BEGIN

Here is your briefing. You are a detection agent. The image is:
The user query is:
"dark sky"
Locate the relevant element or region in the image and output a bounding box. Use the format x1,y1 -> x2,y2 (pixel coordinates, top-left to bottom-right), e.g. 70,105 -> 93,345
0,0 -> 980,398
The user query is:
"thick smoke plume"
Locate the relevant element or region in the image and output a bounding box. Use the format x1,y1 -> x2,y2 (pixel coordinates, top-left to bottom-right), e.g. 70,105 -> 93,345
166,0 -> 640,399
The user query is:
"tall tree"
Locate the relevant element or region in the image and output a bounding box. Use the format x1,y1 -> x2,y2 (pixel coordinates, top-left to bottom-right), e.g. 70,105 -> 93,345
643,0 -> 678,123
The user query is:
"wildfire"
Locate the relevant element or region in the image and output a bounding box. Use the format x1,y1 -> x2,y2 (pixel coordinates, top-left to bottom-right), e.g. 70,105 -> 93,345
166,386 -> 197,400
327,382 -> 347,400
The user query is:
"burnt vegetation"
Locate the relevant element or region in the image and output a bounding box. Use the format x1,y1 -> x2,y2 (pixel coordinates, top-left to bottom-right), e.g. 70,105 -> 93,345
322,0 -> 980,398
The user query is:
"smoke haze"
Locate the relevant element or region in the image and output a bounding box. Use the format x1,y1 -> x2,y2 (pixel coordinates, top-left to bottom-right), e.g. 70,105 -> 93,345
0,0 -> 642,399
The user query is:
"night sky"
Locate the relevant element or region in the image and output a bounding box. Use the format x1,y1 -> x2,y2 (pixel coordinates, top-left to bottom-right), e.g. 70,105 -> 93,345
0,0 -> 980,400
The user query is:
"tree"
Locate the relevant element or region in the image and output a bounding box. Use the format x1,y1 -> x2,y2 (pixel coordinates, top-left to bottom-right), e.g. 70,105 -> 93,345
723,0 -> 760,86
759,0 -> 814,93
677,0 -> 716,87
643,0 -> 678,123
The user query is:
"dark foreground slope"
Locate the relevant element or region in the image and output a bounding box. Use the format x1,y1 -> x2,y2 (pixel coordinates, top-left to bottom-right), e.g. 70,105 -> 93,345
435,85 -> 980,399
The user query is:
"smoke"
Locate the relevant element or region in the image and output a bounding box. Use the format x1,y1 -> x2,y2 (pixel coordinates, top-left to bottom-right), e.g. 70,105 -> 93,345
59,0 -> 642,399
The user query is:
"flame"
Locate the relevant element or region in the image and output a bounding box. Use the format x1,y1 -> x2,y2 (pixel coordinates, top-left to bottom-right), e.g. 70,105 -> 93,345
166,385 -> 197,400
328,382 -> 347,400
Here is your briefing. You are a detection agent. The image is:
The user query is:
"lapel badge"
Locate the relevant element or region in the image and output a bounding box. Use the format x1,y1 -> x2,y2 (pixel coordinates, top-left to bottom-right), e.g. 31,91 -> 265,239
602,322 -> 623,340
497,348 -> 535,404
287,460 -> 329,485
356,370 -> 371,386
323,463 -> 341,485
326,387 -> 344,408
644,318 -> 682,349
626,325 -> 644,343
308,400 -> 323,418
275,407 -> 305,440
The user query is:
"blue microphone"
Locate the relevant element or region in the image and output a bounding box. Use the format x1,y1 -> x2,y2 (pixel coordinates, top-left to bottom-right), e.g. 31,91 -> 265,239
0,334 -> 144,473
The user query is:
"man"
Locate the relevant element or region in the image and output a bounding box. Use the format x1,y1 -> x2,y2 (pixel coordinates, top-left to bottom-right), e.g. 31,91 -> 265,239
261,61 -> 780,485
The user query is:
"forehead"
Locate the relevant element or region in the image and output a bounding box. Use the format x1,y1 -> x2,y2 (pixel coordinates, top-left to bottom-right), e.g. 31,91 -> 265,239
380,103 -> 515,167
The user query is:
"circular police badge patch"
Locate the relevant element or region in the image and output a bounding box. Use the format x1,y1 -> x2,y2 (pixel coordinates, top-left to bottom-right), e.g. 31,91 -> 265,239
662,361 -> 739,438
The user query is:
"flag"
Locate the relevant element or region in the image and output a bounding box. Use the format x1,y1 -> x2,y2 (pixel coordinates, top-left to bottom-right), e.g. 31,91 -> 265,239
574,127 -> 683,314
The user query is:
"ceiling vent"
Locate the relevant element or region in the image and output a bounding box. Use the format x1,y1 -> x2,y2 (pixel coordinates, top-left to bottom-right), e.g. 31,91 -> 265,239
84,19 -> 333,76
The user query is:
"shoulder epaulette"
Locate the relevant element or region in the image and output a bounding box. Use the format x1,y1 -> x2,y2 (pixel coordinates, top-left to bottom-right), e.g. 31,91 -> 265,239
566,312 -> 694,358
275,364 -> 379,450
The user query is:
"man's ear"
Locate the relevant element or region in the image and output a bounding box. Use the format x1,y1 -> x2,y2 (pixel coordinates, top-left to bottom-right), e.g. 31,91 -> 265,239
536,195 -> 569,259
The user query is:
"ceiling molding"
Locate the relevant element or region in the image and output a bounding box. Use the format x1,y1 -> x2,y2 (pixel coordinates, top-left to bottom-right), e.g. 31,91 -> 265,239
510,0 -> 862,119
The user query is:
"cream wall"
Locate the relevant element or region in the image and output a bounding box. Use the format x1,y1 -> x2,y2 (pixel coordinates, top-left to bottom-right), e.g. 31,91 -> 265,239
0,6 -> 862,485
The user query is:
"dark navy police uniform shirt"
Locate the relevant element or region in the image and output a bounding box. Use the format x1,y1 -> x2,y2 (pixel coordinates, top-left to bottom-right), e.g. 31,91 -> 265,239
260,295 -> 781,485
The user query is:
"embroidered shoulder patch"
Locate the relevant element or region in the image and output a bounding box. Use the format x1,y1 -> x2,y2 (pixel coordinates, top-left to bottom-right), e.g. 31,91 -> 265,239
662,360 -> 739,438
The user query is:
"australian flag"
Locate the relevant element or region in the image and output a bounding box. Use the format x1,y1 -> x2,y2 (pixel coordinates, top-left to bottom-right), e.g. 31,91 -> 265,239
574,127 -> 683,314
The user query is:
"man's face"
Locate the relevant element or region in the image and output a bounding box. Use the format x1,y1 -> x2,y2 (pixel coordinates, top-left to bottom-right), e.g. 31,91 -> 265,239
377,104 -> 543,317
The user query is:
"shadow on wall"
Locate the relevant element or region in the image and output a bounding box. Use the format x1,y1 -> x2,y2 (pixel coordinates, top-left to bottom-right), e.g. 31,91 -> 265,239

END

Task directions – Render all the records above as a numbered list with one line per item, omitting any blank lines.

Solution below –
1. Here is your briefing. You are a detection agent. The image is:
2. The user query is:
3. "dark sky"
4. Locate the relevant element or region in the image and output a bounding box. Use the format x1,y1 -> x2,y2 (pixel coordinates, top-left to bottom-right), e.g. 70,105 -> 93,345
5. 0,0 -> 980,398
6. The user query is:
7. "thick smoke plume"
8. Locate the relevant element or region in the image and output a bounding box. Use the format x1,y1 -> x2,y2 (pixel coordinates, top-left to bottom-right), e.g. 70,105 -> 93,345
9. 166,0 -> 640,399
10. The user query is:
11. "tall tree"
12. Locate the relevant element or region in the image and output a bounding box. Use the format x1,y1 -> x2,y2 (pixel coordinates, top-left to bottom-right), e.g. 70,105 -> 93,345
13. 643,0 -> 678,123
14. The user query is:
15. "wildfire"
16. Locate the relevant element or region in the image and output a bounding box. Use the format x1,y1 -> x2,y2 (pixel coordinates, top-left to bottom-right), e.g. 70,105 -> 93,345
17. 166,386 -> 197,400
18. 327,382 -> 347,400
19. The user query is:
20. "burnt vegetation"
21. Locate the relevant element or region in the image and output a bounding box. Use the format x1,y1 -> x2,y2 (pixel coordinates, top-left to bottom-right), e.g. 70,105 -> 93,345
22. 322,0 -> 980,398
23. The user query is:
24. "smoke haze"
25. Locate the relevant element or region in the image and output a bounding box. Use the format x1,y1 -> x2,y2 (pixel coordinates, top-left to bottom-right), e.g. 70,105 -> 93,345
26. 0,0 -> 642,399
27. The user query is:
28. "night sky"
29. Locate the relevant element or region in the image and output a bounding box. Use the format x1,y1 -> x2,y2 (pixel coordinates, top-left to bottom-right), e.g. 70,105 -> 93,345
30. 0,0 -> 980,400
31. The user query is:
32. "tree"
33. Locate the relevant element or region in the image and output a bounding box. Use the format x1,y1 -> x2,y2 (pixel coordinates, top-left to bottom-right), e.g. 70,105 -> 93,345
34. 723,0 -> 760,86
35. 759,0 -> 814,93
36. 677,0 -> 716,87
37. 643,0 -> 678,123
38. The user query is:
39. "dark foreground slope"
40. Locate the relevant element or region in the image and output a bounding box. Use the format x1,y1 -> x2,y2 (pixel coordinates, top-left to bottom-right), e.g. 70,105 -> 93,345
41. 435,85 -> 980,399
42. The user query is:
43. "smoke"
44. Locate the relevant element or region in the image and output a bounding box. Use the format x1,y1 -> x2,y2 (pixel coordinates, top-left to bottom-right), e.g. 70,105 -> 93,345
45. 59,0 -> 642,399
46. The user query is:
47. "flame"
48. Locate the relevant element or region in the image and output a bounding box. Use the format x1,y1 -> x2,y2 (pixel coordinates, top-left to bottom-right), e.g. 70,105 -> 93,345
49. 166,385 -> 197,400
50. 328,382 -> 347,400
51. Here is your briefing. You are a detection agent. The image is:
52. The user query is:
53. "lapel badge"
54. Locate the relevant element or region in the image and output a bounding box. Use the format x1,y1 -> x2,y2 (pixel coordinates, top-left to bottom-right), e.g. 31,91 -> 265,239
55. 602,322 -> 623,340
56. 497,348 -> 535,404
57. 287,460 -> 329,485
58. 356,370 -> 371,386
59. 323,463 -> 341,485
60. 326,387 -> 344,408
61. 644,318 -> 682,349
62. 626,325 -> 644,343
63. 308,400 -> 323,418
64. 275,407 -> 305,440
65. The user query is:
66. "blue microphone"
67. Locate the relevant element or region in the image and output a bounding box. Use the format x1,y1 -> x2,y2 (pixel coordinates, top-left to bottom-right), e.g. 31,91 -> 265,239
68. 0,334 -> 144,473
69. The user query is:
70. "man"
71. Locate the relevant element or region in the image and output a bounding box. Use the format x1,y1 -> x2,y2 (pixel coordinates, top-left to bottom-right), e.g. 31,91 -> 265,239
72. 261,61 -> 780,485
73. The user query is:
74. "forehead"
75. Locate the relevant element or region in the image and output a bounding box. Use the format x1,y1 -> x2,y2 (pixel coordinates, top-left to bottom-right), e.g. 31,91 -> 265,239
76. 380,103 -> 515,167
77. The user query is:
78. "circular police badge patch"
79. Locate the relevant element or region in the image and output a bounding box. Use the format x1,y1 -> x2,y2 (pixel coordinates, top-left to bottom-right), e.g. 31,91 -> 265,239
80. 662,361 -> 739,438
81. The user query is:
82. "flag"
83. Locate the relevant element or region in the image and output a bounding box. Use the format x1,y1 -> x2,y2 (pixel coordinates, top-left to bottom-right), e.g. 31,91 -> 265,239
84. 574,127 -> 683,314
85. The user query is:
86. "ceiling vent"
87. Locate the relevant element or region in the image and output a bounding box. Use the format x1,y1 -> x2,y2 (pixel coordinates, top-left to bottom-right), e.g. 31,91 -> 265,239
88. 84,19 -> 333,76
89. The user query is:
90. "shoulder epaulette"
91. Locate the relevant element or region in the image and output a bounding box. Use the format x1,y1 -> x2,y2 (pixel coordinates, top-left to bottom-right), e.g. 31,91 -> 265,239
92. 566,312 -> 694,358
93. 275,364 -> 379,450
94. The user query is:
95. "man's ear"
96. Locate the relevant element or region in the image and output a bounding box. Use the format x1,y1 -> x2,y2 (pixel coordinates, top-left to bottom-right), e.g. 31,91 -> 265,239
97. 536,195 -> 569,259
98. The user query is:
99. "ceiling molding"
100. Locate the relevant element or region in the image and output a bounding box. Use the format x1,y1 -> x2,y2 (pixel coordinates, top-left to bottom-right), e.g. 31,91 -> 265,239
101. 510,0 -> 862,119
102. The user query is:
103. "cream wall"
104. Locate the relevant element or region in the image and output a bounding box. Use the format x1,y1 -> x2,y2 (pixel coordinates, top-left to bottom-right), e.g. 31,91 -> 265,239
105. 0,6 -> 862,485
106. The user query is:
107. "dark navy police uniform shirt"
108. Locate the relevant element or region in the image and output a bounding box. Use the format x1,y1 -> x2,y2 (pixel coordinates, top-left to bottom-right), e.g. 31,91 -> 265,239
109. 260,295 -> 781,485
110. The user query is:
111. "embroidered shoulder patch"
112. Locate the relevant element or region in the image and output a bounding box. Use the format x1,y1 -> x2,y2 (pixel coordinates, top-left to bottom-right), e.g. 31,91 -> 265,239
113. 662,360 -> 739,438
114. The user query is:
115. "australian flag"
116. Locate the relevant element or region in the image and output a bounding box. Use the format x1,y1 -> x2,y2 (pixel coordinates, top-left to bottom-right), e.g. 31,91 -> 265,239
117. 574,127 -> 683,314
118. The user query is:
119. "man's face"
120. Locate the relevant element or region in the image and output a bounding box. Use the format x1,y1 -> x2,y2 (pixel coordinates, top-left to bottom-right), e.g. 31,91 -> 265,239
121. 377,104 -> 543,317
122. The user query is:
123. "shadow on wall"
124. Locate the relevant element or region in the image and output a bounding box. Use the format x1,y1 -> x2,y2 (pixel coordinates, top-left to bottom-right), e.g. 31,91 -> 265,239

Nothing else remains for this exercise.